> _EXERCISE DIRECTIONS_
Please gather every line below that contains the string "pear" and copy each one in full. Case counts, so a match must have the same capitalization.
Begin
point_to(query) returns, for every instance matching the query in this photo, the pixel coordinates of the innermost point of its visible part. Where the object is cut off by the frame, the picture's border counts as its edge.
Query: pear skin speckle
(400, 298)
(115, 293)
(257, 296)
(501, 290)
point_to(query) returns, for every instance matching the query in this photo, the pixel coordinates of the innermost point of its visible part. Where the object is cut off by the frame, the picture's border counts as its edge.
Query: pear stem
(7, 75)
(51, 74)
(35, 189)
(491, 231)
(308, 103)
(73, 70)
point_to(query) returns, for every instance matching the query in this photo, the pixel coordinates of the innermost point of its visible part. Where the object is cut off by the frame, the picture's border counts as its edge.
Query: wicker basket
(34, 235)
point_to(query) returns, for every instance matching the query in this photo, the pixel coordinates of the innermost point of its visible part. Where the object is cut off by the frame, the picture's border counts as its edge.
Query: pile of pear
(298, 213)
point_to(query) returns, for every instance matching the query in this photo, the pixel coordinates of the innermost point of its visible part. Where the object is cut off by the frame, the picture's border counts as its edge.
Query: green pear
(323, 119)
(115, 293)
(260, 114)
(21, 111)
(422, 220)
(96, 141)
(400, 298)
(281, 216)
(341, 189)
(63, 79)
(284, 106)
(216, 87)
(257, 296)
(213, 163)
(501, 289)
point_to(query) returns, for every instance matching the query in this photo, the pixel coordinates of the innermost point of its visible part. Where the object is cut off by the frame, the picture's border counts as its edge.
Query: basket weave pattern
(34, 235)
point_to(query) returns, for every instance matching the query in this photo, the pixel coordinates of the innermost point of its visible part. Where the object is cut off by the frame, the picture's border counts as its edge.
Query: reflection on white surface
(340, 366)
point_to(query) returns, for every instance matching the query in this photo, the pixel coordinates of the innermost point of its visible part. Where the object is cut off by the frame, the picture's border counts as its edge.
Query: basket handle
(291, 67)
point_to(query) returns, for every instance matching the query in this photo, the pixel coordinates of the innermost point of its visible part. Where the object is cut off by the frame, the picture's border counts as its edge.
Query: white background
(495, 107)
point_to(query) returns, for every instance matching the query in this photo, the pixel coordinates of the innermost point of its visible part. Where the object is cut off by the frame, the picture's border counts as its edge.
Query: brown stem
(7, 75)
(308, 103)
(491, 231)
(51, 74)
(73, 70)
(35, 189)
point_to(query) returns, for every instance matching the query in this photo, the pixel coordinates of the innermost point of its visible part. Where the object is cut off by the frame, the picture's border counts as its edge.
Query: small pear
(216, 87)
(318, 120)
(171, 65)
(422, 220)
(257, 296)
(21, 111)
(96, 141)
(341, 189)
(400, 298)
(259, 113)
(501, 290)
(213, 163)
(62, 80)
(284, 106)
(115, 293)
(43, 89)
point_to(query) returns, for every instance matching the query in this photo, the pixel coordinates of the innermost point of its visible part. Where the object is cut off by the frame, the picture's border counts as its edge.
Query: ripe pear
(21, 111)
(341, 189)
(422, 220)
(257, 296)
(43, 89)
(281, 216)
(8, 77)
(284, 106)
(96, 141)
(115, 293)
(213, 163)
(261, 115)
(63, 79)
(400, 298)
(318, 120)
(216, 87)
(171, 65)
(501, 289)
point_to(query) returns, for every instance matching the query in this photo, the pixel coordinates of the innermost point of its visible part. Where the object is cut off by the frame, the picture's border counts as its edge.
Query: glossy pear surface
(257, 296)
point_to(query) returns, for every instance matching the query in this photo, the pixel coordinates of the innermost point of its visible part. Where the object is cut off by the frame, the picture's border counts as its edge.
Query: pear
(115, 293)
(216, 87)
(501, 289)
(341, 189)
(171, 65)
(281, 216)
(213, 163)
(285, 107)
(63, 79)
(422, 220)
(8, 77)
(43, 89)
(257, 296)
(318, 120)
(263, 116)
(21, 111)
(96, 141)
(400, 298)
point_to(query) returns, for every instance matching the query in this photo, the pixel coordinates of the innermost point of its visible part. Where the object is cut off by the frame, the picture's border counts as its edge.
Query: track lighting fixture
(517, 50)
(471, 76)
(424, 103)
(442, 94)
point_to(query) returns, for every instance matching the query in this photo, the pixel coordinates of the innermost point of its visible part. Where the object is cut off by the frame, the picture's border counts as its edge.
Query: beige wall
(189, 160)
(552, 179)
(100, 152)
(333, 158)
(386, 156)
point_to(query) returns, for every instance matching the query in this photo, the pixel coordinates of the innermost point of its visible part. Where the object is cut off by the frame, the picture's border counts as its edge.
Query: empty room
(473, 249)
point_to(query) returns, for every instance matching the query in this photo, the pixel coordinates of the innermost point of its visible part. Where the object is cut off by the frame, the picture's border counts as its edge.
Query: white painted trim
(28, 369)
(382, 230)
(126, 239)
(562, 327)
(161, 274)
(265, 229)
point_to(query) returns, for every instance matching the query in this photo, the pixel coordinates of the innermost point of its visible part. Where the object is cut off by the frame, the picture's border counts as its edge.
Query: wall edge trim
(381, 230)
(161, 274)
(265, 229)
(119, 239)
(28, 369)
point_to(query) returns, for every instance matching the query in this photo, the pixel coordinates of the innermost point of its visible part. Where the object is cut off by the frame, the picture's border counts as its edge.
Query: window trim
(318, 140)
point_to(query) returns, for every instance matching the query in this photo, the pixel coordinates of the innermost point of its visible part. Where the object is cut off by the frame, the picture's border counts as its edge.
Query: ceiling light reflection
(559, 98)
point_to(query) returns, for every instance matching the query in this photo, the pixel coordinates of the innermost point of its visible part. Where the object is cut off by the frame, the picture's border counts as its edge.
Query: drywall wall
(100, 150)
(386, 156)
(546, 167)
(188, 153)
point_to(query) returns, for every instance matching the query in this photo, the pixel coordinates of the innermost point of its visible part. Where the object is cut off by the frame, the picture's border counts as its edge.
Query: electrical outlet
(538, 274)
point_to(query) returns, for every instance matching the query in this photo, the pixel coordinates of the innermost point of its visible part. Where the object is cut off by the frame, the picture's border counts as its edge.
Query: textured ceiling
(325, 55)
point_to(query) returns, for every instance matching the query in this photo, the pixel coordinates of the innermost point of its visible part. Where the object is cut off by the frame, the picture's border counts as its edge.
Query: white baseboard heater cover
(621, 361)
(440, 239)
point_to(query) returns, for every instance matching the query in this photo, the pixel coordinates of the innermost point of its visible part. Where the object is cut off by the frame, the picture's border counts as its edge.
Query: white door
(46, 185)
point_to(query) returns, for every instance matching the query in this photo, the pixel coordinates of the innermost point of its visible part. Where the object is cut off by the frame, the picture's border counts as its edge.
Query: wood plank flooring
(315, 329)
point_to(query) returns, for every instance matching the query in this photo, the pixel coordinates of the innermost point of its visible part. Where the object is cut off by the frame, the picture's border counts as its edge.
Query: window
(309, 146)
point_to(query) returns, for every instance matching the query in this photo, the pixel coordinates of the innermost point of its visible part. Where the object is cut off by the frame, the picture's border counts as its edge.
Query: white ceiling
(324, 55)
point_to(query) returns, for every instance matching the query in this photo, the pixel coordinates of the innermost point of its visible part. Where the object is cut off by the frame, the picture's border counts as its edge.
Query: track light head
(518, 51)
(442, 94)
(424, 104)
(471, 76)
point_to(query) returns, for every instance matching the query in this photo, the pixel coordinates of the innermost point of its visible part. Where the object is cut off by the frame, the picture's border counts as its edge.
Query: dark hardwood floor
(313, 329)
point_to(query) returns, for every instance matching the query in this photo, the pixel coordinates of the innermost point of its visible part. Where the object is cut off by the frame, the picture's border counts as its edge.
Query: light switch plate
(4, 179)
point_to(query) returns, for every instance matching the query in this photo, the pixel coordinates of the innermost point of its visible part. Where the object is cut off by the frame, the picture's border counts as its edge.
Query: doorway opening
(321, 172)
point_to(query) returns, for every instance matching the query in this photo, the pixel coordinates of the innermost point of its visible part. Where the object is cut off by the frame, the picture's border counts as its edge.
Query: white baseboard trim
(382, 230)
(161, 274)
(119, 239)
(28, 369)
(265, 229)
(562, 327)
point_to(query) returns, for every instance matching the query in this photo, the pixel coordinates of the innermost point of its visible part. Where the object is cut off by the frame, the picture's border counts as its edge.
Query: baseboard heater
End
> _WRITTEN ANSWER_
Query: pear skin speckle
Query: pear stem
Query: pile of pear
Query: green pear
Query: small pear
Query: ripe pear
Query: glossy pear surface
Query: pear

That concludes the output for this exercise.